PROBLEM TO WORK ON >>
Extend the news report below on Maureen Dowd's Theodore H. White Lecture at the Kennedy School, beginning right after its closing sentence about the David Nyhan Prize.
[[ EXCERPT PROVIDED, beginning ]]
By Bonnie J. Kavoussi, Contributing Writer

Despite forecasts that the age of print journalism is over, traditional reporting continues to play a vital role in holding public officials accountable, New York Times columnist Maureen Dowd said last night at the Kennedy School of Government.

“It’s a tough time for journalism,” she said in the 2007 Theodore H. White Lecture. “But I don’t worry too much about journalism’s future.”

Political reporters take on the crucial task of creating a narrative that gives Americans a clearer sense of how well the government is doing its job, she said, and the importance of that charge will not wane, even as new forms of delivery emerge.

“At a time when journalism is considered an endangered species,” Dowd said, “the Bushies at least have proved that our profession is more necessary than ever.”

Dowd, whose columns on former President Bill Clinton’s affair with intern Monica Lewinksy won her a Pulitzer Prize in 1999, said the Bush administration has sought to create an “alternate reality” by “spending hundreds of millions on self-aggrandizing propaganda.”

And the Fourth Estate has been central to holding the White House in check, she said.

“The American public just has a wonderful sense of who they trust and who they don’t,” she said. “Sometimes they can get fooled, but they can judge only by what they have at hand.”

Before Dowd’s speech, Alex S. Jones, the director of Shorenstein Center on the Press, Politics, and Public Policy, awarded the third annual David Nyhan Prize for Political Journalism to Washington Post reporter Dana Priest.
[[ EXCERPT PROVIDED, end ]]
[[ AVAILABLE DATA, beginning ]]
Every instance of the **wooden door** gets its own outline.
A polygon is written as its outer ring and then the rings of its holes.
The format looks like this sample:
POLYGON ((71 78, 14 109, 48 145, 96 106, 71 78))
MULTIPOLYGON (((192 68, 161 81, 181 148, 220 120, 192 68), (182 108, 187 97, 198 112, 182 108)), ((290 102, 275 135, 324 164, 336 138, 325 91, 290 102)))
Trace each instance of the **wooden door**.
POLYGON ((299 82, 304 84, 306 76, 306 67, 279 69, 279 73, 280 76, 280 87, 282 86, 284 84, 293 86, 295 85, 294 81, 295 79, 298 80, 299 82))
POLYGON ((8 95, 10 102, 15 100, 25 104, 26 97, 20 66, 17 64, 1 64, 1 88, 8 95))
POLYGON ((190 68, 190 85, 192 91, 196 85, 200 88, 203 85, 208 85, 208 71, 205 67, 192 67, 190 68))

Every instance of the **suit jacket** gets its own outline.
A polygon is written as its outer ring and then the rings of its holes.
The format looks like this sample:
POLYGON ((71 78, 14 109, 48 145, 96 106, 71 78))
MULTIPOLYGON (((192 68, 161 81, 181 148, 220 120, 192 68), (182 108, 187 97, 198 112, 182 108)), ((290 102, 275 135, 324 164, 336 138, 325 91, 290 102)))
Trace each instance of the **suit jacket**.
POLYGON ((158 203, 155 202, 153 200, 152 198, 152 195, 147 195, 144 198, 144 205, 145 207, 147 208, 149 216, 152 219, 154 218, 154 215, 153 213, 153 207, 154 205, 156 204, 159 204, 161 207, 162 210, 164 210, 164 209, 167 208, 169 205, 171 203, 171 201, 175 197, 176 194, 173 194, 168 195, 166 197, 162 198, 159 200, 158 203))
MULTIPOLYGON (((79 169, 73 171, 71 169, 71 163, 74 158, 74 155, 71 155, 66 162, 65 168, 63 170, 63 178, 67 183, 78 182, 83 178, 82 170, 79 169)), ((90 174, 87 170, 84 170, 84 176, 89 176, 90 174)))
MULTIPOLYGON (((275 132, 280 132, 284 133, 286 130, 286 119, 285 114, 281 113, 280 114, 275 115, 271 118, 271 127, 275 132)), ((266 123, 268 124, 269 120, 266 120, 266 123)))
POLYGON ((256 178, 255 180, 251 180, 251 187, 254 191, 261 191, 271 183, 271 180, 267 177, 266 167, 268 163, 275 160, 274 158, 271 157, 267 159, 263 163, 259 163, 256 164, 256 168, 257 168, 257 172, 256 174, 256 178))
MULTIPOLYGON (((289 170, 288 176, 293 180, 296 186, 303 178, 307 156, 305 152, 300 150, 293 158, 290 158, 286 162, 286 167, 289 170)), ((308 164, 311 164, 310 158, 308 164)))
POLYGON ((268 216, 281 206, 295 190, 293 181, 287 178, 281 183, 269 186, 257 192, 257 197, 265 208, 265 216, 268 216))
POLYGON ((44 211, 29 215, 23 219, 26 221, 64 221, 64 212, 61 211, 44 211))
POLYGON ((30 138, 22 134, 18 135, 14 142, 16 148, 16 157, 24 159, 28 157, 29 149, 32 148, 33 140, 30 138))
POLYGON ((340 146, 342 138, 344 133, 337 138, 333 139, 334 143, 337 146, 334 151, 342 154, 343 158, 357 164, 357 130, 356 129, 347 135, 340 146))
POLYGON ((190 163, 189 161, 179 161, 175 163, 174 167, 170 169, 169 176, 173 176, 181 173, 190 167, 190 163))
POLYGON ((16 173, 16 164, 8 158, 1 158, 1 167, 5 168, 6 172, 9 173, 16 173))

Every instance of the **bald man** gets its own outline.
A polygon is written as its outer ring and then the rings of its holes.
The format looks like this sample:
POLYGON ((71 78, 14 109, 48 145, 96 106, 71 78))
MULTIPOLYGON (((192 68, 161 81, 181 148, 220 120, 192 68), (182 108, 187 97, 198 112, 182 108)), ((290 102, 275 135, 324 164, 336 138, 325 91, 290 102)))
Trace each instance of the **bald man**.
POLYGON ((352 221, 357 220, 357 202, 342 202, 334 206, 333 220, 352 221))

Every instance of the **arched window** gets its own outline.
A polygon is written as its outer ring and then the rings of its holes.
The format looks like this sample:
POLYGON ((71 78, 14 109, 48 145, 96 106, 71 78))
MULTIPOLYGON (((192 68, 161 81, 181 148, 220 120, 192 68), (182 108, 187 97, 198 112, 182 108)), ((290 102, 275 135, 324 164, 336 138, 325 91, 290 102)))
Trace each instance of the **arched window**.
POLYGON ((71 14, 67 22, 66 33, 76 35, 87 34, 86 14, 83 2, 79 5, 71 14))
[[ AVAILABLE DATA, end ]]
TASK OUTPUT >>
In 2005, Priest broke the story about secret CIA prisons in Thailand, Afghanistan, and Eastern Europe used to interrogate terror suspects. After winning a Pulitzer Prize for Beat Reporting in 2006, she co-wrote a story earlier this year detailing the neglect of veterans at Walter Reed Army Medical Center in Washington, D.C.

According to Jones, the Nyhan Prize was created to commemorate the kind of “gutsy and stylish journalism” that Nyhan, a Boston Globe reporter, editor, and columnist who graduated from the College in 1962, embodied.

Dowd’s speech, filled with incisive one-liners, spanned a wide range of topics, from the current war in Iraq to Shakespeare’s “Othello” to the presidential campaign of comedian Stephen Colbert, who wrote for her column earlier this month.

Her speech also included the caricatures found in her biweekly Times column.

Speaking about Vice President Dick Cheney, she remarked, “Darth Vader is shaking his fist at Iran now. What could be more Shakespearean than that?”

But Dowd also expressed optimism about at least one Republican politician.

“If Rudy Giuliani can be a Red Sox fan, then anything can happen,” she concluded with a smile.